WHAT IS EXPECTED -
Return every one of the entries below verbatim, reproducing each line without alteration.

RECORDED DATA -
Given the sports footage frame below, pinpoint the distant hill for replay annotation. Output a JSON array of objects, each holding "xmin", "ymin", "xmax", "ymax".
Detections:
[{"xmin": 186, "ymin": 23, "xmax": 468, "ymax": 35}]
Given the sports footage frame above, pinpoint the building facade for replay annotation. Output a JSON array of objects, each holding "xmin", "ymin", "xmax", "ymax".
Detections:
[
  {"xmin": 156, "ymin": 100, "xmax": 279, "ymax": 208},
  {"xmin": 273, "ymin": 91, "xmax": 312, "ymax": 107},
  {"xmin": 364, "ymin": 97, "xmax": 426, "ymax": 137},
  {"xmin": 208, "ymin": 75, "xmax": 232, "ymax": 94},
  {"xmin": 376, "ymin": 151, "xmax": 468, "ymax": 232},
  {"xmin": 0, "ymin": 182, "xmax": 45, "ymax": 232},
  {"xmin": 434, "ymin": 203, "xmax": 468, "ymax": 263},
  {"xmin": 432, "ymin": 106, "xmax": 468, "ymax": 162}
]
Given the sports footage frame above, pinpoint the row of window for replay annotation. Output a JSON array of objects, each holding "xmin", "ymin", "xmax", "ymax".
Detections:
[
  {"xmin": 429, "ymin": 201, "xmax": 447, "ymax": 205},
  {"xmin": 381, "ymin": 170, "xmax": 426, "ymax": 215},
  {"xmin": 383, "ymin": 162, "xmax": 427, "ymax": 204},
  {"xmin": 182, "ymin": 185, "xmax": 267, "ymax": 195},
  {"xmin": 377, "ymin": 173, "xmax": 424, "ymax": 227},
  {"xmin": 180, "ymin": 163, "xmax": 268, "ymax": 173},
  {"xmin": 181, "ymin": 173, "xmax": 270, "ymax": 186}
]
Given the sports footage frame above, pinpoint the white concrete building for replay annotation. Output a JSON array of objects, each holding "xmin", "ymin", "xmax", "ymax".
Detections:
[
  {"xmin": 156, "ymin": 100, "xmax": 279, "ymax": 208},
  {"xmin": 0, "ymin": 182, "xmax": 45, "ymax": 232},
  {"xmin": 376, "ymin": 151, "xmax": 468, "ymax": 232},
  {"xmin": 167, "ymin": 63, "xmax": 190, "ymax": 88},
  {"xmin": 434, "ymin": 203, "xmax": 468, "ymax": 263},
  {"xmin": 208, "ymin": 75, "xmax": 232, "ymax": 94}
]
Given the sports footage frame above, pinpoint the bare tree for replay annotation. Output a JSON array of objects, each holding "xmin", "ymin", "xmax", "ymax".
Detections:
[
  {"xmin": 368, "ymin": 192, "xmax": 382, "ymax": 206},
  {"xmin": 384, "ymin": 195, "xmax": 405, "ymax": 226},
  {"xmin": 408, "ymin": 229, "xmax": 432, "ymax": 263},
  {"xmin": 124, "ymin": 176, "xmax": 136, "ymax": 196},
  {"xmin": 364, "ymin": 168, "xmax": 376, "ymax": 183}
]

SOLUTION TO THIS EXERCISE -
Given the sports footage frame below, pinpoint the distant hill for replay annotation. Output a JSON array of objects, each holding "xmin", "ymin", "xmax", "ymax".
Detections:
[{"xmin": 186, "ymin": 23, "xmax": 468, "ymax": 35}]
Given the sports footage frame above, pinpoint the building facade for replay annotation. Output a JSON array of objects, each holding "xmin", "ymin", "xmax", "ymax".
Detections:
[
  {"xmin": 156, "ymin": 100, "xmax": 279, "ymax": 208},
  {"xmin": 273, "ymin": 91, "xmax": 312, "ymax": 107},
  {"xmin": 364, "ymin": 97, "xmax": 426, "ymax": 137},
  {"xmin": 208, "ymin": 75, "xmax": 232, "ymax": 94},
  {"xmin": 376, "ymin": 151, "xmax": 468, "ymax": 232},
  {"xmin": 0, "ymin": 182, "xmax": 45, "ymax": 232},
  {"xmin": 434, "ymin": 203, "xmax": 468, "ymax": 263},
  {"xmin": 432, "ymin": 106, "xmax": 468, "ymax": 162}
]
Given the sports footage frame above, pinpoint the row of window for replay annotation. Output a JSON array of objects, each holding "xmin", "ymin", "xmax", "ymax".
Detections:
[
  {"xmin": 429, "ymin": 201, "xmax": 447, "ymax": 205},
  {"xmin": 381, "ymin": 170, "xmax": 426, "ymax": 215},
  {"xmin": 383, "ymin": 162, "xmax": 427, "ymax": 204},
  {"xmin": 182, "ymin": 185, "xmax": 267, "ymax": 195},
  {"xmin": 377, "ymin": 173, "xmax": 424, "ymax": 227},
  {"xmin": 180, "ymin": 163, "xmax": 268, "ymax": 173},
  {"xmin": 181, "ymin": 173, "xmax": 270, "ymax": 186}
]
Given the sports footage frame above, pinpoint the white concrete building for replay annotation. Output a JSON array of objects, each holding "xmin", "ymin", "xmax", "ymax".
Detections:
[
  {"xmin": 156, "ymin": 100, "xmax": 279, "ymax": 208},
  {"xmin": 0, "ymin": 182, "xmax": 45, "ymax": 232},
  {"xmin": 376, "ymin": 151, "xmax": 468, "ymax": 232},
  {"xmin": 167, "ymin": 63, "xmax": 190, "ymax": 88},
  {"xmin": 434, "ymin": 203, "xmax": 468, "ymax": 263},
  {"xmin": 208, "ymin": 75, "xmax": 232, "ymax": 94}
]
Given the sports footage frame above, pinpoint the bare tree for replay annotation. Output a JSON array of objects, each holding "xmin", "ymin", "xmax", "ymax".
Detections:
[
  {"xmin": 368, "ymin": 192, "xmax": 382, "ymax": 206},
  {"xmin": 384, "ymin": 195, "xmax": 405, "ymax": 226},
  {"xmin": 408, "ymin": 229, "xmax": 432, "ymax": 263},
  {"xmin": 124, "ymin": 176, "xmax": 136, "ymax": 196},
  {"xmin": 364, "ymin": 168, "xmax": 376, "ymax": 183}
]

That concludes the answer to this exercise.